> [O que se pede]:
1: Transcreva o trecho do texto de origem entre "Para Ursula van" e "labirinto do mercado.", inclusive.
2: Responda às perguntas abaixo com base no texto de origem e marque cada resposta com a mesma letra.
(a) Que mensagem aparece nos outdoors com a fotografia da Presidente em Bruxelas?
(b) Segundo o texto, onde foi escolhida a Presidente da Comissão?
(c) Que título esteve para ter o romance "1984"?

> [Texto de origem]:
Europa das Europas

Para Ursula van der Leyen, existe apenas uma Europa sem alma política e sem identidade cultural que se limita a exercer a liberdade no labirinto do mercado.

Em Bruxelas existem enormes outdoors com a fotografia da Presidente Ursula von der Leyen com a seguinte mensagem: “Em eleições livres e justas, o poder das pessoas determina as pessoas no poder”. Existe uma tonalidade absurda que se evapora do slogan político, sobretudo por que vem de uma Presidente da Comissão escolhida numa sala asséptica e blindada ao escrutínio eleitoral da democracia. Mas há também o elenco da nova Comissão com uma outra linguagem política para designar os pelouros e que não deixa de impressionar pela rigidez Estalinista: “Comissário para o Novo Acordo Verde Europeu”; “Comissário para a Preparação da Europa para a Era Digital”; “Comissário para uma Economia que Funciona para as Pessoas”; “Comissário para uma Europa Forte no Mundo”; “Comissário para a Protecção do Modo de Vida da Europa”. Neste doublespeak há qualquer coisa de Orwell, sobretudo tendo em consideração que o romance “1984” esteve para se intitular “O Último Homem da Europa”. Estranhas são as ironias políticas subversivas.

> [Dados fornecidos]:
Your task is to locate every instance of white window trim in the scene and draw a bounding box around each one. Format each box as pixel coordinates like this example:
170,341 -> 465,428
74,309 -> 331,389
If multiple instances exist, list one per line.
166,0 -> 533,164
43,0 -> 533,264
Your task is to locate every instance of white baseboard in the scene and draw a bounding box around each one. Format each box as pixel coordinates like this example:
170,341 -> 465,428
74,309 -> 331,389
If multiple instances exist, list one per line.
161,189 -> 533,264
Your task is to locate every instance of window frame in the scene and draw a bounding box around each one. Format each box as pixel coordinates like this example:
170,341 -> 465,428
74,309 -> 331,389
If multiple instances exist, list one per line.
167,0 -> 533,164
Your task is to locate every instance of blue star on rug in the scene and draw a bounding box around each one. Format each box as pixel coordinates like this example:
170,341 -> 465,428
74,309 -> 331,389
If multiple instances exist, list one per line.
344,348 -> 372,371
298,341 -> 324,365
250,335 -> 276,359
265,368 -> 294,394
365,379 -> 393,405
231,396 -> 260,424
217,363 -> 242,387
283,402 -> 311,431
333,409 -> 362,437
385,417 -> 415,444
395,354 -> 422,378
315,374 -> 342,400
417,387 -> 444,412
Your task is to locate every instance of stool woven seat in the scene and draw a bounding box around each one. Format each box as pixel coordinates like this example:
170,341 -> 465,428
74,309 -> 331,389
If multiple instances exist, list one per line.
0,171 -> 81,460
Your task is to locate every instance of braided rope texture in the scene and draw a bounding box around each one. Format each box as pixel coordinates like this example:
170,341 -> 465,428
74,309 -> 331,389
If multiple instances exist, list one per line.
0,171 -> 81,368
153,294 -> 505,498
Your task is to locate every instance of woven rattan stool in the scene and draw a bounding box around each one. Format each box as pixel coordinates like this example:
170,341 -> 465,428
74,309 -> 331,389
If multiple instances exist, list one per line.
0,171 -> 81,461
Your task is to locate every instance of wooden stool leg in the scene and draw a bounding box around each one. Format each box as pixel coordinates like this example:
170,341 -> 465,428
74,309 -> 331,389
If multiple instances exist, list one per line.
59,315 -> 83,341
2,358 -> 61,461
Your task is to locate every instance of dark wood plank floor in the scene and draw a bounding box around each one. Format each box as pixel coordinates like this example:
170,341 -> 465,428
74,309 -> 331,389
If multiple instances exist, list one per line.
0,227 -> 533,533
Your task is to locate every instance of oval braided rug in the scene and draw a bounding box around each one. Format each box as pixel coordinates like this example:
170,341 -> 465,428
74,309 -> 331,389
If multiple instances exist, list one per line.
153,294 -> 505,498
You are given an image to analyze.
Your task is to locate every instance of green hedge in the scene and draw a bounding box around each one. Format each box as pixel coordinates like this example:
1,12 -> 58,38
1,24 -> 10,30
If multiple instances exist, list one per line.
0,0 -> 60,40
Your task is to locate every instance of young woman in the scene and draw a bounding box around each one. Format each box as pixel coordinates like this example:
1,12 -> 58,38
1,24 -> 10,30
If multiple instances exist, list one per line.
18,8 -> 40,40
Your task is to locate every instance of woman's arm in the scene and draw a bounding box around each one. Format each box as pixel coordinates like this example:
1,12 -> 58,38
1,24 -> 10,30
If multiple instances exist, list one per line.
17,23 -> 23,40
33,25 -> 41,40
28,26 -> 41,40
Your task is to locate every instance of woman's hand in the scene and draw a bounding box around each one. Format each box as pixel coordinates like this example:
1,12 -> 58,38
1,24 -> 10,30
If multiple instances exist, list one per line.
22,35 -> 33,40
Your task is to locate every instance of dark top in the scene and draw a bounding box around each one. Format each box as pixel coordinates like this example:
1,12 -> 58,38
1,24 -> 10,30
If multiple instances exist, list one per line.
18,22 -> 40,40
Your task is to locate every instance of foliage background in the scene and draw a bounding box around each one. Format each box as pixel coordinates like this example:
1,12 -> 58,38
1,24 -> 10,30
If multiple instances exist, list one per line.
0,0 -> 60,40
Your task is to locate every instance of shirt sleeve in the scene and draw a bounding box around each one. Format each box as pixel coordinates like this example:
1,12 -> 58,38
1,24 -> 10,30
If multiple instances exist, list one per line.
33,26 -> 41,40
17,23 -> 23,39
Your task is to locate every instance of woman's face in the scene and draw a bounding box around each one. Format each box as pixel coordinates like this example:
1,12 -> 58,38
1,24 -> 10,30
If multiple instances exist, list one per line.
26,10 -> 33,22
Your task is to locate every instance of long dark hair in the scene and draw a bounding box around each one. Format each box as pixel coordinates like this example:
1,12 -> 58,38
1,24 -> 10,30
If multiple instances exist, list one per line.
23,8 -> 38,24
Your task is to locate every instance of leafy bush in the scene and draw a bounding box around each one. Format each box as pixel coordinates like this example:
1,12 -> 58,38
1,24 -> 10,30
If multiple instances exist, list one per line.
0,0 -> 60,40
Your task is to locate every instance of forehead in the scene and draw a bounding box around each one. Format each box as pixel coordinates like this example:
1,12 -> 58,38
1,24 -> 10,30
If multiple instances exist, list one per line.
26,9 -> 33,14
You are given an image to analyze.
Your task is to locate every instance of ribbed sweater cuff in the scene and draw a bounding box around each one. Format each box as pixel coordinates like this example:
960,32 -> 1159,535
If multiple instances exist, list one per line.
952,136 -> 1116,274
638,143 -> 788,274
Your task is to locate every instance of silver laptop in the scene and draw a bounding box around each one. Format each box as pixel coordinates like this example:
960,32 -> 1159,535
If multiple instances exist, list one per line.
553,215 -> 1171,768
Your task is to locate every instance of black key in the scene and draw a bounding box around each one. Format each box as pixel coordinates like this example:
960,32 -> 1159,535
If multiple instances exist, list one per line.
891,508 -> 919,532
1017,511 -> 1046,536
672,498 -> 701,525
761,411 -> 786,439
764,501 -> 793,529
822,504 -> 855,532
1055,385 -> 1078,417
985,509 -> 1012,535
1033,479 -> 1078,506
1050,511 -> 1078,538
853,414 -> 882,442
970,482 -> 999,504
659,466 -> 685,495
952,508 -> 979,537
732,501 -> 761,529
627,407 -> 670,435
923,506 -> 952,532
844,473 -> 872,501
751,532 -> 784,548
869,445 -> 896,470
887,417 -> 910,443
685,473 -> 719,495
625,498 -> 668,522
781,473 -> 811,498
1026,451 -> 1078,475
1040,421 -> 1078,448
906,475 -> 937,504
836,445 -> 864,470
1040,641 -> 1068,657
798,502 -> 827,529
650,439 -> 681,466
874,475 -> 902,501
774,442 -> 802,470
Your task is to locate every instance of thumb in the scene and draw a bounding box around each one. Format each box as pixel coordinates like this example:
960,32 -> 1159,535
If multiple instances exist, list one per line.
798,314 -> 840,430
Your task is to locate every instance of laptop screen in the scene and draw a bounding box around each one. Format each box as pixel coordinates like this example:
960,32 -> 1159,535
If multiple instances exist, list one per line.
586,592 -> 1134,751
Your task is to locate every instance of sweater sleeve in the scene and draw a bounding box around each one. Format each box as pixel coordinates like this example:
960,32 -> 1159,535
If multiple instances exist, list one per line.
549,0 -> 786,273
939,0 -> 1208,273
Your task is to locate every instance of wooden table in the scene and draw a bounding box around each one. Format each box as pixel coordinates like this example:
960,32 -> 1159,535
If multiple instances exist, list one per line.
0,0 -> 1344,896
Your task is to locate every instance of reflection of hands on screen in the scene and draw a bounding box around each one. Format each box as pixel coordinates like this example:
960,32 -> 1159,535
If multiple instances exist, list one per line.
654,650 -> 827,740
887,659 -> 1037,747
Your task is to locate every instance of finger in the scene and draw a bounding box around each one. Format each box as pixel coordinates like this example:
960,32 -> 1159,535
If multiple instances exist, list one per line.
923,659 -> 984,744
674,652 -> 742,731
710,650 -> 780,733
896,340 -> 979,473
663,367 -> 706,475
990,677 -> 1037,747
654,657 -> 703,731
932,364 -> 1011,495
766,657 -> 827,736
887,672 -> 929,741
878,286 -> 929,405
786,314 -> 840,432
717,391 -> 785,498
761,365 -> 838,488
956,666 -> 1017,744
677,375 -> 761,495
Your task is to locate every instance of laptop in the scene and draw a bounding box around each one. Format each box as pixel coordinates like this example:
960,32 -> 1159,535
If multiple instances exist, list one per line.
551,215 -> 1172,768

> [Respostas finais]:
1:
Para Ursula van der Leyen, existe apenas uma Europa sem alma política e sem identidade cultural que se limita a exercer a liberdade no labirinto do mercado.

2:
(a) "Em eleições livres e justas, o poder das pessoas determina as pessoas no poder".
(b) Numa sala asséptica e blindada ao escrutínio eleitoral da democracia.
(c) "O Último Homem da Europa".